▶ **Exercise goal**
Return every one of the entries below unchanged, line for line.

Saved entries
---

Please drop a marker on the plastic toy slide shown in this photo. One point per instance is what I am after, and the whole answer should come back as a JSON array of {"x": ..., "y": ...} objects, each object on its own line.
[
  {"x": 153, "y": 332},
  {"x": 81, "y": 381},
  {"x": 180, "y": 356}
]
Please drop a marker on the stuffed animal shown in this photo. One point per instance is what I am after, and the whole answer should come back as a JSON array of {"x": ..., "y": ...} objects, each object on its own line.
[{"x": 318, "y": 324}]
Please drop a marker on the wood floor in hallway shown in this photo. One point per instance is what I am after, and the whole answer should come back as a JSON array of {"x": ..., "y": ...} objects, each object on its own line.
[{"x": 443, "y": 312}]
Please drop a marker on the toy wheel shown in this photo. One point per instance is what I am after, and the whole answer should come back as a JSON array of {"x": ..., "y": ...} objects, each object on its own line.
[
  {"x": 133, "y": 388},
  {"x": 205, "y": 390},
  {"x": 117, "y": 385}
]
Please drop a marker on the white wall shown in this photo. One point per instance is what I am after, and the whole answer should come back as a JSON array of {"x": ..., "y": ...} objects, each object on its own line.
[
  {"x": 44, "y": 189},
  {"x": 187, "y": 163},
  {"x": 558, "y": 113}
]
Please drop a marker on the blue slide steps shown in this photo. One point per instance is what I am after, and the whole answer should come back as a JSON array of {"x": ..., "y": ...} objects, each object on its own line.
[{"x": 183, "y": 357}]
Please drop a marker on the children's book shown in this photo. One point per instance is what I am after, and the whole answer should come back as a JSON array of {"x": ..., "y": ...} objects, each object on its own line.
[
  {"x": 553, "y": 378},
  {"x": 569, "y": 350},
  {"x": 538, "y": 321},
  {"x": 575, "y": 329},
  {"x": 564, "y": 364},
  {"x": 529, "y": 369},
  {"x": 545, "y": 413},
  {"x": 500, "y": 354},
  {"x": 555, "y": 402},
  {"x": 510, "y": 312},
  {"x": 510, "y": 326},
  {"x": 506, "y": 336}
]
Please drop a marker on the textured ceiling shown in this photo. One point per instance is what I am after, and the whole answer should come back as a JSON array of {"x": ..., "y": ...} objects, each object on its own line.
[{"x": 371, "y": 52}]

---

▶ **Task output**
Please drop a marker on the plastic toy slide shown in this photo. One point per instance is what I am after, and the whole answer should come back as a JSON array of {"x": ..., "y": ...} objects, each object on its own line.
[
  {"x": 153, "y": 332},
  {"x": 81, "y": 381},
  {"x": 180, "y": 356}
]
Please drop a marker on the stuffed animal shown in this photo. One point per instance is what I am after, and the whole answer should come back as a JSON array of {"x": ..., "y": ...} objects, each object on its own line.
[{"x": 318, "y": 324}]
Please drop a marker on the wood floor in hallway shown in this photo. One point per instance is what I am after, and the whole answer should come back as a JSON array of {"x": ..., "y": ...} objects, each object on its own line.
[{"x": 443, "y": 312}]
Please drop a marker on the toy wheel shown in this photo. One point per instance is what I am after, and the whole answer should come back as a JSON array of {"x": ..., "y": ...} objects, each object on its own line.
[
  {"x": 133, "y": 388},
  {"x": 205, "y": 390},
  {"x": 117, "y": 385}
]
Please drop a marker on the white wall shown in this photo. One point per instance is what I am after, and the whole answer should come back as a JSON array of {"x": ..., "y": ...} objects, each object on its own line.
[
  {"x": 44, "y": 189},
  {"x": 187, "y": 163},
  {"x": 558, "y": 113}
]
Please drop a marker on the blue slide steps shown in this photo. One point per instance is what I am after, and the whole answer should come back as a JSON array of {"x": ..., "y": ...} objects, each object on its own line.
[{"x": 183, "y": 357}]
Please drop a marker on the children's book shown in this photo. One point per instance is what I am after, and the whole answer should come back as a JSON array of {"x": ..., "y": ...} objects, each object on its own line.
[
  {"x": 553, "y": 378},
  {"x": 569, "y": 350},
  {"x": 538, "y": 321},
  {"x": 575, "y": 329},
  {"x": 564, "y": 364},
  {"x": 529, "y": 369},
  {"x": 545, "y": 413},
  {"x": 500, "y": 354},
  {"x": 555, "y": 402},
  {"x": 510, "y": 312},
  {"x": 510, "y": 326},
  {"x": 506, "y": 336}
]
Please drop a marker on the textured ceiling shown in this photo. One point per instance is what I am after, and the whole answer should come back as a JSON array of {"x": ..., "y": ...} objects, each object on its own line.
[{"x": 371, "y": 52}]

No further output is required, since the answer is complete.